-- START Extract provided --
Other organizations that aim to become an officially recognized CLARIN Centre can contact the CLARIN-NL Office

 


Web Services

Q: What are web services, and how is it relevant to my project?

A: Web services are programs that can be called from other programs that reside somewhere on the World Wide Web. They differ from other programs because (1) they must communicate with other programs, and (2) they must do so over the World Wide Web, which requires special protocols (SOAP is one important example of such a protocol). It is expected that most web applications that consist of two clearly separated parts, viz.  a web-based user interface part and a core functionality part with a well-defined API, can be easily turned into web services using a generic wrapper.

If your application includes software tools and services you should interact as early as possible with the infrastructure team to chat about the way your software can best be made available within the CLARIN infrastructure to other users as well.

Web services are so important because a lot of the functionality that will be offered in the CLARIN infrastructure will be in the form of web services. This will make it possible to set up work flows of interacting programs, e.g. a pipeline of actions that have to be carried out in sequence (e.g. a sequence of text cleaning, text normalization, tokenization, PoS tagging, lexicalization, Named Entity Recognition, full parsing web services applied to a text corpus.)


Participation of Foreigner and/or Foreign organizations

Q: Can foreign persons participate in CLARIN-NL?

A: Foreign persons (I.e. persons with a nationality other than the Dutch nationality) can participate in a CLARIN-NL project if they carry out the work for the project as an employee of a CLARIN-NL partner that has signed the CLARIN-NL consortium agreement.
-- END Extract provided --
**Task 1:** Copy out, word for word, the stretch of the CLARIN-NL FAQ from "If your application" through "participate in CLARIN-NL?".
-- START Entries supplied --
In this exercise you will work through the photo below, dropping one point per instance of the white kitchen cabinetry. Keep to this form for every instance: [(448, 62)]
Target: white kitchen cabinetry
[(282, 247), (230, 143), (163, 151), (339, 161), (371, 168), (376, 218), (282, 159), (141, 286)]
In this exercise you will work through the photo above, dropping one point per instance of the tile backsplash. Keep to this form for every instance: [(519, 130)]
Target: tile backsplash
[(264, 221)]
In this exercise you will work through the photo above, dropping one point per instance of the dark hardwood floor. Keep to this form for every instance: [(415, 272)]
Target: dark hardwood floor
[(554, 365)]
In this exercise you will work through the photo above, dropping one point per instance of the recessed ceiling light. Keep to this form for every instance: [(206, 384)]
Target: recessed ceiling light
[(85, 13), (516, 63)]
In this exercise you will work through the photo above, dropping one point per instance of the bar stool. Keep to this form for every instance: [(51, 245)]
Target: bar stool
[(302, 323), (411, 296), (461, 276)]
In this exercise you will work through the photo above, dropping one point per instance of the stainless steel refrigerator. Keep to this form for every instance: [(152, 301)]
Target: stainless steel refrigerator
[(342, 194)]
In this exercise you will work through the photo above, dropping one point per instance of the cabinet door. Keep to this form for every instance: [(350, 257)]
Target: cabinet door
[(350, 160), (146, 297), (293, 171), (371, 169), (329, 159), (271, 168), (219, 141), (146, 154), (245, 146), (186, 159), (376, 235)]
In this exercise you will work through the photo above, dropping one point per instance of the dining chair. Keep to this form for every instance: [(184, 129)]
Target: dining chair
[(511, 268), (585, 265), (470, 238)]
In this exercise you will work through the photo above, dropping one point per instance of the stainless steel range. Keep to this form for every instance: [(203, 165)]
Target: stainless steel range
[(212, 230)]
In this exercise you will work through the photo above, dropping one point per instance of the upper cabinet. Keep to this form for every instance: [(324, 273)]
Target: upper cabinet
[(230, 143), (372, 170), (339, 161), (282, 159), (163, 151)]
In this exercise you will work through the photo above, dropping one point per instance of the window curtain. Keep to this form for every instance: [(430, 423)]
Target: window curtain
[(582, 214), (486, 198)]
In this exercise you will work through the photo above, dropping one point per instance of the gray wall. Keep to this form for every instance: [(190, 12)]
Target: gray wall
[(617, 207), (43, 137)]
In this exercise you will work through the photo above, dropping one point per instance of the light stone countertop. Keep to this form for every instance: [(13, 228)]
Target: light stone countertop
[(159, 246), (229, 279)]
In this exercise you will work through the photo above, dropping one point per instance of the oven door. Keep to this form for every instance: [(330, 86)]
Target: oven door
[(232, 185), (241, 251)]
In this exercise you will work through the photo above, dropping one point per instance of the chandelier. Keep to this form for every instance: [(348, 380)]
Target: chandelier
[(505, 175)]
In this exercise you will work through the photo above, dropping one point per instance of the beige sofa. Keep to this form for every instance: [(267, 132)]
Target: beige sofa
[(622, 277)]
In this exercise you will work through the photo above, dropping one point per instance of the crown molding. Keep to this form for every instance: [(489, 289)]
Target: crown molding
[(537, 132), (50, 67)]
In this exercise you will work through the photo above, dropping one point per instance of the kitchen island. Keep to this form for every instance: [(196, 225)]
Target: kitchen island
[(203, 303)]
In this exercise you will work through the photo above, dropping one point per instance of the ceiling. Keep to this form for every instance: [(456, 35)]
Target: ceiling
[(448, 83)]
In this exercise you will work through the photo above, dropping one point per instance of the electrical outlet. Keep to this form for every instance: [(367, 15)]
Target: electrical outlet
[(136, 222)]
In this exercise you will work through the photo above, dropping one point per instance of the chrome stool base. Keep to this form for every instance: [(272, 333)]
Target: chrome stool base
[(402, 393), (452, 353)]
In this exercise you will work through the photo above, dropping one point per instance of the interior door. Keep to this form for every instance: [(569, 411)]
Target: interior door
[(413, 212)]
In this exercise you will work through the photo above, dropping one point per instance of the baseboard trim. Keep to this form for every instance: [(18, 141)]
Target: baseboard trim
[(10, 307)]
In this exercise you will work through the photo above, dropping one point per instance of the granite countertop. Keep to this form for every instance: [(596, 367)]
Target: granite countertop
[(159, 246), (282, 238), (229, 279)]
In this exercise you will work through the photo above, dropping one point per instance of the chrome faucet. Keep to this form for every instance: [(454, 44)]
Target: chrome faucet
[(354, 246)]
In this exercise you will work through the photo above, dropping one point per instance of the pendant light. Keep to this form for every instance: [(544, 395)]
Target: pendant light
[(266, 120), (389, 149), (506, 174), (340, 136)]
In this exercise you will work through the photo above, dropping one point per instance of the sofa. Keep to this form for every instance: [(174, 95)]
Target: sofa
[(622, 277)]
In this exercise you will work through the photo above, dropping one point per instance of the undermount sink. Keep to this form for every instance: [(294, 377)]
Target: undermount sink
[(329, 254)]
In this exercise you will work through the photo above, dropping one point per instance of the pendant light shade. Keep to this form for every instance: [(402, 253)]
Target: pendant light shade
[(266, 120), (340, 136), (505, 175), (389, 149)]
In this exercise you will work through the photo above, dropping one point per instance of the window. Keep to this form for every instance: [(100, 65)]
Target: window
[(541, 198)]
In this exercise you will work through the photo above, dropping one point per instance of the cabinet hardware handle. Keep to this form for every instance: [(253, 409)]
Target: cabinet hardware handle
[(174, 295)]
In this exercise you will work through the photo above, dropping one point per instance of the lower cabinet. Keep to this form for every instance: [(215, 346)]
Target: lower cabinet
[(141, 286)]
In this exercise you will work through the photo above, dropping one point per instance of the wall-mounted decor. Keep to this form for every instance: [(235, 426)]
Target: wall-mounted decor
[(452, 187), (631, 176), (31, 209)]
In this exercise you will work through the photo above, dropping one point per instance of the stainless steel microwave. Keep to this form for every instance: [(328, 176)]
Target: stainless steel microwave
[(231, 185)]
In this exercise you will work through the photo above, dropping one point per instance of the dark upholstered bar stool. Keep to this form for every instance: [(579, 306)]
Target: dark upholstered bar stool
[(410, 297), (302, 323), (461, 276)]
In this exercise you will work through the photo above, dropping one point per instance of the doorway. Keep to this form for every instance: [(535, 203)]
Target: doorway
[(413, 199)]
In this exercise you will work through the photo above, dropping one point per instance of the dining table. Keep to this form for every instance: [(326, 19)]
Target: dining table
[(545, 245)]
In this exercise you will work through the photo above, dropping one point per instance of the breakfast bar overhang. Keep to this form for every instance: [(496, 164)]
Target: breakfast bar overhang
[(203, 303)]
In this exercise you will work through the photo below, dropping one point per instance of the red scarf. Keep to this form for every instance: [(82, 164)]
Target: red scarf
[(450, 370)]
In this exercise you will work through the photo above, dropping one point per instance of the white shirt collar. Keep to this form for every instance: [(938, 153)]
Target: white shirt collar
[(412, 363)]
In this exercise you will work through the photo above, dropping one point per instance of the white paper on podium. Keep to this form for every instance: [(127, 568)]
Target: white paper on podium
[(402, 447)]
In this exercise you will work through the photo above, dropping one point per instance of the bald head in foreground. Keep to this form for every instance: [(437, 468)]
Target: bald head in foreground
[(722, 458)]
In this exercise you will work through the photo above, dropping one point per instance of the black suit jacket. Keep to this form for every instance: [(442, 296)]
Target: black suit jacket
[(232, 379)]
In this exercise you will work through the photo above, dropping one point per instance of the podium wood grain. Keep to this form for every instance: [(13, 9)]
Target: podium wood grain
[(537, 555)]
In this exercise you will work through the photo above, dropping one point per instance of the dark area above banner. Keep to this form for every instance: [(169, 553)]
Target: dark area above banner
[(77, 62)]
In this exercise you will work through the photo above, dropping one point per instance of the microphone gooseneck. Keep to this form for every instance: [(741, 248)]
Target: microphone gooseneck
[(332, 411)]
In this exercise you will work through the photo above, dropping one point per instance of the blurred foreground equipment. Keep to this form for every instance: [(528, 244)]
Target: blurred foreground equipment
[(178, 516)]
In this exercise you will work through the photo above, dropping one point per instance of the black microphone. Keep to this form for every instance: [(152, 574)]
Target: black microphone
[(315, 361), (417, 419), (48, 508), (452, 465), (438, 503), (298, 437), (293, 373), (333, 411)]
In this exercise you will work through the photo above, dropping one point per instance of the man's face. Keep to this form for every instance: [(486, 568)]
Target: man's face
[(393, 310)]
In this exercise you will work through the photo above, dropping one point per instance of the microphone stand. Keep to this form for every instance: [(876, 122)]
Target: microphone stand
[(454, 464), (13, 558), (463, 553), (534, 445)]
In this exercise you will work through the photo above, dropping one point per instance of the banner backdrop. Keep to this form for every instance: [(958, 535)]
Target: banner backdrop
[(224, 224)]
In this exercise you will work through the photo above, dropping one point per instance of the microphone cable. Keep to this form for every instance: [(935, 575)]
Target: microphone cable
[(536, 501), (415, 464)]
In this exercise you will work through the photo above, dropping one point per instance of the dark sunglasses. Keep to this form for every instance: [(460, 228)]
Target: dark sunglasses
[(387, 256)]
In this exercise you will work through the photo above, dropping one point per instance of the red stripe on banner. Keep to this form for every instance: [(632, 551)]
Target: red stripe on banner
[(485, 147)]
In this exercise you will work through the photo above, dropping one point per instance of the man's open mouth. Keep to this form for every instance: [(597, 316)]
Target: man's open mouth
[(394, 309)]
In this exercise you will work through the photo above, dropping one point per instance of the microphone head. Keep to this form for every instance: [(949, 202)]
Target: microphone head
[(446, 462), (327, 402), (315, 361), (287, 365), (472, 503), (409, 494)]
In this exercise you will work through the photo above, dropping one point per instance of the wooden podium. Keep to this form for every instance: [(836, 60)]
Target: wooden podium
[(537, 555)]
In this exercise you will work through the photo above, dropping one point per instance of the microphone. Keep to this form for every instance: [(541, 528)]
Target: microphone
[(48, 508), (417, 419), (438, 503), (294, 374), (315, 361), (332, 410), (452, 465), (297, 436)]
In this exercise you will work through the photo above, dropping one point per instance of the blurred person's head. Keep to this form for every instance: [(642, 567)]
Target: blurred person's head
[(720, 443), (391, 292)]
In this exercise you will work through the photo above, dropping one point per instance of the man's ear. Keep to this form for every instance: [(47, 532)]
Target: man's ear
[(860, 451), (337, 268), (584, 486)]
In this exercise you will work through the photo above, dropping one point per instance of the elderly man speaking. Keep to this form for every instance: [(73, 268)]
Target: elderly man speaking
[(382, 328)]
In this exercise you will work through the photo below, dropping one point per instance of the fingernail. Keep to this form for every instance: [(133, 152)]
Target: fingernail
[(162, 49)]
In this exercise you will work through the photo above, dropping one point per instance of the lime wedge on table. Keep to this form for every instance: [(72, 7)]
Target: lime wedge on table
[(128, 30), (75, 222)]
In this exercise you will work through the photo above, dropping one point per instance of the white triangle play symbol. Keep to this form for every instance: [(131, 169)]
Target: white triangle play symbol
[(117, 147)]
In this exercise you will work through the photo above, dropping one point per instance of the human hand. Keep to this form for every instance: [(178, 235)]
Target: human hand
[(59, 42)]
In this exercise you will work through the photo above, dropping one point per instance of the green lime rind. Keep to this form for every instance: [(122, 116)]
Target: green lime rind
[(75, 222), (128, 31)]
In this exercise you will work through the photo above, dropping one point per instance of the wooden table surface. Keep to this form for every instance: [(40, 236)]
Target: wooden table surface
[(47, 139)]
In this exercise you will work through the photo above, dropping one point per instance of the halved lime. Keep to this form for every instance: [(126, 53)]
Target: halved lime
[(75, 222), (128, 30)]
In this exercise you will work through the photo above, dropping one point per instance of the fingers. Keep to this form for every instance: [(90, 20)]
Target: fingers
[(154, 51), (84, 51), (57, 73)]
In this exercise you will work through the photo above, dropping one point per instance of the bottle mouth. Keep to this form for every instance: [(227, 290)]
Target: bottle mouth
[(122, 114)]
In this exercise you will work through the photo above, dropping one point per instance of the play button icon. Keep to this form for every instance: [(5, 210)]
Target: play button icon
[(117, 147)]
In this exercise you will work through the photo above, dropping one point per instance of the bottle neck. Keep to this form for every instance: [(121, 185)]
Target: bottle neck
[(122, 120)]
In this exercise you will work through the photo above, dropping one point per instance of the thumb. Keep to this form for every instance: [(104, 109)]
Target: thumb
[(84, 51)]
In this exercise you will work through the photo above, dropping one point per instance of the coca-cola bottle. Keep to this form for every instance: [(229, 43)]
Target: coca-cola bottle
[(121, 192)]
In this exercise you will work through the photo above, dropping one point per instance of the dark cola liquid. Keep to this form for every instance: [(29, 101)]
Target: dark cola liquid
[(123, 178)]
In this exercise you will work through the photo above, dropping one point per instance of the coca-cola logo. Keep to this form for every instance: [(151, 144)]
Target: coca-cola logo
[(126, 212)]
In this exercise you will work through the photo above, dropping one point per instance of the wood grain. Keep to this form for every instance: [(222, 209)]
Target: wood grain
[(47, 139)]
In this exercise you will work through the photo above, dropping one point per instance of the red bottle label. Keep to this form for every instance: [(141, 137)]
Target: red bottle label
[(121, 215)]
-- END Entries supplied --
**Task 2:** Give the part of the rows from the line containing "instance: [(541, 528)]" through the line containing "465), (297, 436)]" as a numbered list, with blank lines left out.

**Task result 1:**
If your application includes software tools and services you should interact as early as possible with the infrastructure team to chat about the way your software can best be made available within the CLARIN infrastructure to other users as well.

Web services are so important because a lot of the functionality that will be offered in the CLARIN infrastructure will be in the form of web services. This will make it possible to set up work flows of interacting programs, e.g. a pipeline of actions that have to be carried out in sequence (e.g. a sequence of text cleaning, text normalization, tokenization, PoS tagging, lexicalization, Named Entity Recognition, full parsing web services applied to a text corpus.)


Participation of Foreigner and/or Foreign organizations

Q: Can foreign persons participate in CLARIN-NL?

**Task result 2:**
1. In this exercise you will work through the photo above, dropping one point per instance of the microphone. Keep to this form for every instance: [(541, 528)]
2. Target: microphone
3. [(48, 508), (417, 419), (438, 503), (294, 374), (315, 361), (332, 410), (452, 465), (297, 436)]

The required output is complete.